--- SHORT PROBLEM ---
Reproduce the following material word for word, line by line, keeping every coordinate and its punctuation intact.

= = =

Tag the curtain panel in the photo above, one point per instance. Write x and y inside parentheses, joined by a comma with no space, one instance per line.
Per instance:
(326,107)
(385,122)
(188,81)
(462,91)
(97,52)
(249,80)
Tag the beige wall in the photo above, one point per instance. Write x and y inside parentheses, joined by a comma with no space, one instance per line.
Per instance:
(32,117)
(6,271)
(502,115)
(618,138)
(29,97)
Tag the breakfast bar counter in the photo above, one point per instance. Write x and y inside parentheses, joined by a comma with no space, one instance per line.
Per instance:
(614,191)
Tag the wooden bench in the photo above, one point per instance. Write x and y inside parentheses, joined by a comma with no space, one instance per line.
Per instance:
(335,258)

= = =

--- ANSWER TO THE EXERCISE ---
Tag the curtain panel in the photo above, one point per instance. Write x and y inside parentheses, joined by a comma with no space, one instance per line.
Per instance:
(326,107)
(385,122)
(188,81)
(462,91)
(97,52)
(249,80)
Tag the beige wall in the photo above, one point per instance. Write x and y inside parentheses, joined by a comma with no space, one instance per line.
Per instance:
(32,117)
(6,271)
(502,115)
(618,138)
(29,97)
Tag the breakfast bar counter in the photo above, one point per instance. Write x and y inside parentheses, joined by a comma with no space, one instance per line.
Per instance:
(614,191)
Tag the wooden bench in the photo above, one point per instance. Write x and y inside parentheses, joined by a comma with no space, one instance per line.
Per instance:
(335,258)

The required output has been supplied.